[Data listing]
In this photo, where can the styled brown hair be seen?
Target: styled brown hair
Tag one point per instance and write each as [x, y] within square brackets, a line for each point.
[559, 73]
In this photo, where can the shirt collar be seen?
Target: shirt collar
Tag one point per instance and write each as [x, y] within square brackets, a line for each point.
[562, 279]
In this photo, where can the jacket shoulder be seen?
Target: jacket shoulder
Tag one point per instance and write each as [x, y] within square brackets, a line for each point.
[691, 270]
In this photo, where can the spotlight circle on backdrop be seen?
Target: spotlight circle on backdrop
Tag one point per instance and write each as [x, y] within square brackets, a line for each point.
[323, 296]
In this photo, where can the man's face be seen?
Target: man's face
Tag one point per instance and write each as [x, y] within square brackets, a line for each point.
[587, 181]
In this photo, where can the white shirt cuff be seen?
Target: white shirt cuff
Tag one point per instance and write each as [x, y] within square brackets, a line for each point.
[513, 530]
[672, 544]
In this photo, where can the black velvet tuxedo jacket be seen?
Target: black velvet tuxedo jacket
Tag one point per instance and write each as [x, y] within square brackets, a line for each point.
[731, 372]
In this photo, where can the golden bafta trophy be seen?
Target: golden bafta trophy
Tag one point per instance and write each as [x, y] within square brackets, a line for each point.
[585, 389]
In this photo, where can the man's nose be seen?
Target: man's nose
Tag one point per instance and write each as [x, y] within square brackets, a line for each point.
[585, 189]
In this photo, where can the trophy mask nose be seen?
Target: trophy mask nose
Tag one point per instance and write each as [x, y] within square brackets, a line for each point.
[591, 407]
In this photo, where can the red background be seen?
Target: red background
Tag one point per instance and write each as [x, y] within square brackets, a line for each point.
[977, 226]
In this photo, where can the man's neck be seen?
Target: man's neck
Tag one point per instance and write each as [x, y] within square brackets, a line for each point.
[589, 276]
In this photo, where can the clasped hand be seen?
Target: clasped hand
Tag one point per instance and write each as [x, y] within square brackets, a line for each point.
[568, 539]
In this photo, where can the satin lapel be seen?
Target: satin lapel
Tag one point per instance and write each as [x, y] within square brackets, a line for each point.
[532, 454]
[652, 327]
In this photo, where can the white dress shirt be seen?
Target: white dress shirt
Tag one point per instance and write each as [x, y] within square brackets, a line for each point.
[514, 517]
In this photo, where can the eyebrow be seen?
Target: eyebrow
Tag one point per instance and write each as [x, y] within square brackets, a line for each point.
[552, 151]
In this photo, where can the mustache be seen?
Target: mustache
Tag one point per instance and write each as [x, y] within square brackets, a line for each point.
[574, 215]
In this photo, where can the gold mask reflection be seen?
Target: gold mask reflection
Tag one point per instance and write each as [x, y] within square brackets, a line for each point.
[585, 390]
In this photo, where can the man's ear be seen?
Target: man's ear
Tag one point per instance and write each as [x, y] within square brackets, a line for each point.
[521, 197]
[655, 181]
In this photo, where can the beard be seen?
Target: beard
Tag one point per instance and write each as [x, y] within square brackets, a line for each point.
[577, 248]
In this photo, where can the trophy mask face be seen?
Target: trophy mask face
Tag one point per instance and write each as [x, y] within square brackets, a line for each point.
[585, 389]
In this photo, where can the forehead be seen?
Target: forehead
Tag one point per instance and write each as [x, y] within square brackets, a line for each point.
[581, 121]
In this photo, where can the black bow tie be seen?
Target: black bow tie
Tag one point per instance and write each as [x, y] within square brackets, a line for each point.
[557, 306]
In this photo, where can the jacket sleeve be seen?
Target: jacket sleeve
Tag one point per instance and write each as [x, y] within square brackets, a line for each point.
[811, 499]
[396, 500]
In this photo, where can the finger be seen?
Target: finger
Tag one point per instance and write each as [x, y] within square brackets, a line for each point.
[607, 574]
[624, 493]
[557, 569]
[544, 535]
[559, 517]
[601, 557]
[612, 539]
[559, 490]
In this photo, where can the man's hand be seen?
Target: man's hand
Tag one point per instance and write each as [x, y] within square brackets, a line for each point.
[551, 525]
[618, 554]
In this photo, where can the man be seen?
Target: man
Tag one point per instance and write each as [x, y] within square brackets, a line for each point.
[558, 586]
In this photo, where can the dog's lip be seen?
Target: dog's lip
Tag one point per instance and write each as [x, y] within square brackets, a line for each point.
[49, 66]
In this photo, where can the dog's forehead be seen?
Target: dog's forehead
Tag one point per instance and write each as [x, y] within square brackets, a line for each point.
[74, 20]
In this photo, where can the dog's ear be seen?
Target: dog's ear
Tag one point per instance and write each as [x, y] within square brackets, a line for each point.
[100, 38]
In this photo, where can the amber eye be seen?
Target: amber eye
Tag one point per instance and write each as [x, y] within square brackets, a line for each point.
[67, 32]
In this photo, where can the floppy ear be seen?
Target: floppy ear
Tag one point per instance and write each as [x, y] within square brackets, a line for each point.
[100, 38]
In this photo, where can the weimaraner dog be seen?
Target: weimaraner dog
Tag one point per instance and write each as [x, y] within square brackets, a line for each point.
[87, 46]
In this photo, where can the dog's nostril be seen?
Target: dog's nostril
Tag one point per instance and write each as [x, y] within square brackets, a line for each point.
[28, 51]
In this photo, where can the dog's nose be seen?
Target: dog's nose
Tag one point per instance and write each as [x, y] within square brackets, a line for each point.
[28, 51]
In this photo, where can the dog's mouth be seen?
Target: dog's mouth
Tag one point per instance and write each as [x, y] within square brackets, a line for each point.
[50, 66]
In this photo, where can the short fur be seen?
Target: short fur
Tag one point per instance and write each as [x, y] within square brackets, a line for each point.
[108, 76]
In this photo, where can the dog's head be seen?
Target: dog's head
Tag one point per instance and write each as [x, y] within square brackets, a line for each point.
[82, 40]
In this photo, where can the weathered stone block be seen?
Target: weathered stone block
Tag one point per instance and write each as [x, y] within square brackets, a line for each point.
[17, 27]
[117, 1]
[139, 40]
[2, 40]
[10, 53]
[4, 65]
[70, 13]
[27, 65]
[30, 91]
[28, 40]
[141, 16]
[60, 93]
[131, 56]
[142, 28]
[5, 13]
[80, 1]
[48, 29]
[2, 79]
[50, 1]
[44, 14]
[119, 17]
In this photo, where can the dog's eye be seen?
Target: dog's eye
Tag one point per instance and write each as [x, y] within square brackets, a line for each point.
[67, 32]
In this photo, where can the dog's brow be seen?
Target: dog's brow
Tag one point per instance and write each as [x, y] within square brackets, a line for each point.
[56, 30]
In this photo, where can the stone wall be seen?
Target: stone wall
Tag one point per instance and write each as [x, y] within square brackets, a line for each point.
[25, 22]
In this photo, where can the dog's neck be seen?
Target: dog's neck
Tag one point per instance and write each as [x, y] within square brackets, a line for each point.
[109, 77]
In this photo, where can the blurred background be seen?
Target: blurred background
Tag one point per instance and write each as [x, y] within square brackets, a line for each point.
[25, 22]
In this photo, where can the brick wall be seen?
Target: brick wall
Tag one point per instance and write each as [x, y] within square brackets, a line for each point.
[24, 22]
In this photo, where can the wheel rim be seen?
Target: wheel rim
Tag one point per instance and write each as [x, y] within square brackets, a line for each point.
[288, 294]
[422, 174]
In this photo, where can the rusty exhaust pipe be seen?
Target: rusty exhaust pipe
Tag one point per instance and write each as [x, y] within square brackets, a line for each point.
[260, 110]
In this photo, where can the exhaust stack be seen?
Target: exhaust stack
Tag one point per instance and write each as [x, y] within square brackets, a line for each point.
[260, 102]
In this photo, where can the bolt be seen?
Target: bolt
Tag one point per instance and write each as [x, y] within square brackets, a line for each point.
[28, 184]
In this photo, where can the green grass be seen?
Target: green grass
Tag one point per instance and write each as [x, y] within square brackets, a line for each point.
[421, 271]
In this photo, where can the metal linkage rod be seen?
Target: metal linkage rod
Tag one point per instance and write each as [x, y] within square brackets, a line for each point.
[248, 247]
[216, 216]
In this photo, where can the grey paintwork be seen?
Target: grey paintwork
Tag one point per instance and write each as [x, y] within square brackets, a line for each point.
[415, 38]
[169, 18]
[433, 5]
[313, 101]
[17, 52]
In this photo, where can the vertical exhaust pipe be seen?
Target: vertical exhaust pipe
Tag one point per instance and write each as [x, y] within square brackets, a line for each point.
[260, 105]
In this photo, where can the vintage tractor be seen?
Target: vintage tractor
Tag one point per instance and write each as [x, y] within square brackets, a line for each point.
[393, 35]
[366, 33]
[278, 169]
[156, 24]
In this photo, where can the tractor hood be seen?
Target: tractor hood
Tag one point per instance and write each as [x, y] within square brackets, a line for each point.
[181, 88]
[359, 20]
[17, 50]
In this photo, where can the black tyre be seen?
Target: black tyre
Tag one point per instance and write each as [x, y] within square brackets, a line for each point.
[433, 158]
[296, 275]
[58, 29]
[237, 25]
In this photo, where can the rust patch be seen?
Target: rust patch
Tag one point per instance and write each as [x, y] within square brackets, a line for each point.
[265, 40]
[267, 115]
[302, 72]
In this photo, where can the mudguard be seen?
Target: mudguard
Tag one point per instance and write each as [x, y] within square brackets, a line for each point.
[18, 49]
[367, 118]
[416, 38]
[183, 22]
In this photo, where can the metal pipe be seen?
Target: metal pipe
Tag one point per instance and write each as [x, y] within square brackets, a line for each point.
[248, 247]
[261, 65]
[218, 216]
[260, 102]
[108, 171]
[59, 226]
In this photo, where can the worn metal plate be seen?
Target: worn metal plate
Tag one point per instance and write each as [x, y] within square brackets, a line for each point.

* **What to do**
Take the lines from the one containing "In this photo, where can the black tyre" to the last line of the material above and write them out exactly.

* **Reply to the exercise**
In this photo, where can the black tyre be seen?
Target: black tyre
Tag one point per instance and write each as [x, y] within square brackets, a line for each point.
[433, 158]
[296, 275]
[58, 29]
[237, 25]
In this photo, where can the rust patch be seen?
Target: rust patch
Tag one point per instance and write each as [x, y] within square brackets, a line for each point.
[265, 40]
[267, 115]
[302, 72]
In this photo, where can the mudguard be seen?
Target: mudguard
Tag one point per instance and write each as [x, y] within square brackets, a line for each point.
[18, 49]
[367, 118]
[416, 38]
[183, 22]
In this photo, where can the metal pipe be seen?
Target: metal pipe
Tag one point per instance and write each as [x, y] within square brackets, a line for each point.
[248, 247]
[261, 65]
[218, 216]
[260, 102]
[108, 171]
[59, 226]
In this photo, where can the worn metal plate be seen?
Target: worn metal plate
Tag one point per instance and write each as [x, y] within square brackets, a line for each point.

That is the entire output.